## Text excerpt
——————————
The station has ten platforms (1-9, 21).

Platforms 1b and 21 are used by the Mattersburger Railway (direct trains to Sopron, Deutschkreutz and Neckenmarkt-Horitschon), and Platform 1a by the Pottendorfer line, which is now integrated into the S-Bahn system as lines S5 and S6 (trains to Absdorf-Hippersdorf and Hollabrunn via Wien Mitte, Eisenstadt Schule]).

Platform 2b serves the outer Aspangbahn (to Aspang, Hartberg, Friedberg, Fehring).

Platforms 2, 3, 4 and 5 are used by IC and EC trains of the Südbahn (from Wien Meidling (as at 2010) to Graz, Klagenfurt, Marburg, Lienz in Osttirol,...) and the Regional Express trains (REX) / Regional trains (R) of the Südbahn (Taurus locomotive with 5 Wiesel double-deck cars from Znojmo or via Wien Mitte to Payerbach-Reichenau).

Platform 6a is used by other branch line trains (e.g.: inner Aspangbahn to Maria Lanzendorf, Triestingtalbahn to Weissbach-Neuhaus via Leobersdorf. Platform 7a serves the Gutensteinerbahn, and Platform 8a the Schneeberg Railway.

Platforms 6b, 7b, 8b and 9 are allocated to other trains operating on the various branch lines. The S-Bahn trains of the Südbahn (S1, S2, S9) use Platforms 1a, 6a and 9a.
——————————
## Source information
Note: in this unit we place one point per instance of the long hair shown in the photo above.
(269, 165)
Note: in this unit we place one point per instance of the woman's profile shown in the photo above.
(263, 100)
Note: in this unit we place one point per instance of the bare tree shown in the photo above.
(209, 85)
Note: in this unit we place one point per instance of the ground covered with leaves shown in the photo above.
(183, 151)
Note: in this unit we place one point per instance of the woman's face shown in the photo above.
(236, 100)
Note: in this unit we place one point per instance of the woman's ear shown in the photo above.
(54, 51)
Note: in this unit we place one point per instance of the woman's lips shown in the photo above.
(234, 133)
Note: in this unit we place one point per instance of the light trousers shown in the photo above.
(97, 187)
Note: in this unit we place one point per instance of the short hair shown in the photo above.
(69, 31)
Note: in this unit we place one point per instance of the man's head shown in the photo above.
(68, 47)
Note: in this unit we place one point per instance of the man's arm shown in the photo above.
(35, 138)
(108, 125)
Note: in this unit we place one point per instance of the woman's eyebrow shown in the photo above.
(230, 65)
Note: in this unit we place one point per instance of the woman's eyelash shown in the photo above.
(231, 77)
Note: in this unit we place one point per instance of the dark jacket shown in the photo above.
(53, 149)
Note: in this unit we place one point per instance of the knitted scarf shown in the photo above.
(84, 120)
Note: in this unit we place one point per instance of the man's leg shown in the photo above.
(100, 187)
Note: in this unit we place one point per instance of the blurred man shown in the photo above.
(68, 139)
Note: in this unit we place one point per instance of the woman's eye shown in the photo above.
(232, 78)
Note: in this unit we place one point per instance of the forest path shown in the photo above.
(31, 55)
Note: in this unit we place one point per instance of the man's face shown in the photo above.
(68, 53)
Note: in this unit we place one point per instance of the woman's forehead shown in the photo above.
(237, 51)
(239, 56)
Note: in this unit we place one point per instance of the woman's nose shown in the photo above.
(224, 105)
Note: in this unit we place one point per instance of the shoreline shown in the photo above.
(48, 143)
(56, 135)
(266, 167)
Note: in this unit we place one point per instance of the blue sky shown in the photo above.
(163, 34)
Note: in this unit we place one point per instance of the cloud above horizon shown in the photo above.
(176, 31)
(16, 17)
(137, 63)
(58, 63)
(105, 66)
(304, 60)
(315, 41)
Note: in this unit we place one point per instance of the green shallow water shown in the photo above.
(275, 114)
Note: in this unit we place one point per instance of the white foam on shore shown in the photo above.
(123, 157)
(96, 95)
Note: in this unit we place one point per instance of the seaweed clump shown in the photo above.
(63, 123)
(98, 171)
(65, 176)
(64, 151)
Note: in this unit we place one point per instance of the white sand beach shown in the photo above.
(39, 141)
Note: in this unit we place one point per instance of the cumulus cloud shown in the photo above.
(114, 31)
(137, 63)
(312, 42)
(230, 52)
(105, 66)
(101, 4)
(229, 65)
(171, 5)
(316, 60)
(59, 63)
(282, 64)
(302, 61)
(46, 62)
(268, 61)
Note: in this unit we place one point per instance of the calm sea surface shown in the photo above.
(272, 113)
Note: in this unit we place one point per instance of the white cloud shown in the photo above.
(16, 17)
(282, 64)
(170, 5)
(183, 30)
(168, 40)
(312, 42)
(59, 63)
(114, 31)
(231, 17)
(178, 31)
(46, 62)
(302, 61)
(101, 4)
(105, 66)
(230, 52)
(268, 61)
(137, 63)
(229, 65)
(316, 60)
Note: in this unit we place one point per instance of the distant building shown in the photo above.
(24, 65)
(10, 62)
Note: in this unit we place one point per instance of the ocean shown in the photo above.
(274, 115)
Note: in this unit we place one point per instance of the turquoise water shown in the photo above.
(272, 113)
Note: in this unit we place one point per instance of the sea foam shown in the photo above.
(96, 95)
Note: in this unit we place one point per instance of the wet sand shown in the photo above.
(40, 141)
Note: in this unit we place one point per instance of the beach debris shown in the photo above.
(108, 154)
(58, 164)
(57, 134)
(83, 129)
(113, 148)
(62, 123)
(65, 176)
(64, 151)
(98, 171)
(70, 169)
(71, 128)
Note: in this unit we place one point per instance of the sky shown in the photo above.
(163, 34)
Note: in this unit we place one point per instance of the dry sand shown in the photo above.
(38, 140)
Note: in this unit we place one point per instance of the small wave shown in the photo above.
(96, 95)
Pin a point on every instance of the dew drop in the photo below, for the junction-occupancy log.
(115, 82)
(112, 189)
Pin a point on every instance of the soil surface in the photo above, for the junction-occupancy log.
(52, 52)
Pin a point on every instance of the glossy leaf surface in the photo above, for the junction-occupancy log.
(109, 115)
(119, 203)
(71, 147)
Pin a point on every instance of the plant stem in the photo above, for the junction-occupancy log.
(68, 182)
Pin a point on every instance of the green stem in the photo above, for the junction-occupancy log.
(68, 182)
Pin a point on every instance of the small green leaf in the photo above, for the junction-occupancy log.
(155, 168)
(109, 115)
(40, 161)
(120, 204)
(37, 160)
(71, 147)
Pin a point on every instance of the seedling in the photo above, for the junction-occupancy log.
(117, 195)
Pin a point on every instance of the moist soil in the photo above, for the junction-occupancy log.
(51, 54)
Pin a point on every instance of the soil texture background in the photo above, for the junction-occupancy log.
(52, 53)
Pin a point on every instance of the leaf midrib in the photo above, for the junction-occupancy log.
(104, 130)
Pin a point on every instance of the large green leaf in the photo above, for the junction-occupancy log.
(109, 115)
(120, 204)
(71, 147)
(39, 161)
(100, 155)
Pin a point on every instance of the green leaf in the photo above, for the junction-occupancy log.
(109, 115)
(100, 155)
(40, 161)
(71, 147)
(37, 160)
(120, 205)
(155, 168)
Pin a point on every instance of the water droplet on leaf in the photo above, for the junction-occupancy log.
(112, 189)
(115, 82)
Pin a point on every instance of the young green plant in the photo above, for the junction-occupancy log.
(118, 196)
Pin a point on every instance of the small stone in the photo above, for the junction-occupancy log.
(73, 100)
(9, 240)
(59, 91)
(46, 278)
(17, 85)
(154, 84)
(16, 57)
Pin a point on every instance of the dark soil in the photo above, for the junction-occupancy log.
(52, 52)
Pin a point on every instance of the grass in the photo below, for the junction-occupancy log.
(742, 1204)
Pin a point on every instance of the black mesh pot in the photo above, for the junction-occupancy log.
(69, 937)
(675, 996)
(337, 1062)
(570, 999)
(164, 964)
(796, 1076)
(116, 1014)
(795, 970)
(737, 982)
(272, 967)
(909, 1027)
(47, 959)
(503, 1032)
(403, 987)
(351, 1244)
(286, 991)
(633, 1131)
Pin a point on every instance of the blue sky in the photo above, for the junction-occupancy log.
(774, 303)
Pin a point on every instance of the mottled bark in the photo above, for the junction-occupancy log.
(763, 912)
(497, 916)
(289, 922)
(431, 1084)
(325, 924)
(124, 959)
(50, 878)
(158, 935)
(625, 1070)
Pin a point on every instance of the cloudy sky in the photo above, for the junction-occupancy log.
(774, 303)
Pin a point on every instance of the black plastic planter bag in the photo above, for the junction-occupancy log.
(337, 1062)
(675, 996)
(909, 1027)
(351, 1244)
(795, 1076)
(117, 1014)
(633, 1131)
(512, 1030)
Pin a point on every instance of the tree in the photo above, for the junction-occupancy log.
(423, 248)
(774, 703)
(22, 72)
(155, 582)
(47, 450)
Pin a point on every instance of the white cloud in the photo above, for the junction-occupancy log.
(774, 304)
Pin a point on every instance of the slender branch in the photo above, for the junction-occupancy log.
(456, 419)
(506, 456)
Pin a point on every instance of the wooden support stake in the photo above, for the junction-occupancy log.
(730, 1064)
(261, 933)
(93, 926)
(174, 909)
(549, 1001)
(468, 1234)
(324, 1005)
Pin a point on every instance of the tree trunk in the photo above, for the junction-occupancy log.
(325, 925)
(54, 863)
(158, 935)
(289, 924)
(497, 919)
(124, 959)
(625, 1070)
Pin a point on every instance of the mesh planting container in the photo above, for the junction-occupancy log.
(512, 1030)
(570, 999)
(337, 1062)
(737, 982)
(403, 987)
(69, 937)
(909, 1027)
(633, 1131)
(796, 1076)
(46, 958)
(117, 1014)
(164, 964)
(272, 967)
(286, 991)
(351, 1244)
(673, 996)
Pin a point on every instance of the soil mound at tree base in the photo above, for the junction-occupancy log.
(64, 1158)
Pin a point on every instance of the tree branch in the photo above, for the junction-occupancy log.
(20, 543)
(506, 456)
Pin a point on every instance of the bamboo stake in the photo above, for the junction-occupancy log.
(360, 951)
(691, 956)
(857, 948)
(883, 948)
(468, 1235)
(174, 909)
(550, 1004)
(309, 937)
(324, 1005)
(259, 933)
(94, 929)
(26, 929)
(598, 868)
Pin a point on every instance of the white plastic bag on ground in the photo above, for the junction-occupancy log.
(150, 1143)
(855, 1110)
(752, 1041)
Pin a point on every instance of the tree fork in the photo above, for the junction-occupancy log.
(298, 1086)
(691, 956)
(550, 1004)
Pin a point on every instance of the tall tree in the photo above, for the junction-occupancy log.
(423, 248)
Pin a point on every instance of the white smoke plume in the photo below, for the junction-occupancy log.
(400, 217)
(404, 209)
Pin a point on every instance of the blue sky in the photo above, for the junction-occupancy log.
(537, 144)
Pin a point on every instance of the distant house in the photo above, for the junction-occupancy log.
——————————
## Problem to work on
Rewrite the platform text starting with "Platforms 1b and" and going on through "Mitte to Payerbach-Reichenau).", changing "Südbahn" to "Southern Railway".

## Solution below
Platforms 1b and 21 are used by the Mattersburger Railway (direct trains to Sopron, Deutschkreutz and Neckenmarkt-Horitschon), and Platform 1a by the Pottendorfer line, which is now integrated into the S-Bahn system as lines S5 and S6 (trains to Absdorf-Hippersdorf and Hollabrunn via Wien Mitte, Eisenstadt Schule]).

Platform 2b serves the outer Aspangbahn (to Aspang, Hartberg, Friedberg, Fehring).

Platforms 2, 3, 4 and 5 are used by IC and EC trains of the Southern Railway (from Wien Meidling (as at 2010) to Graz, Klagenfurt, Marburg, Lienz in Osttirol,...) and the Regional Express trains (REX) / Regional trains (R) of the Southern Railway (Taurus locomotive with 5 Wiesel double-deck cars from Znojmo or via Wien Mitte to Payerbach-Reichenau).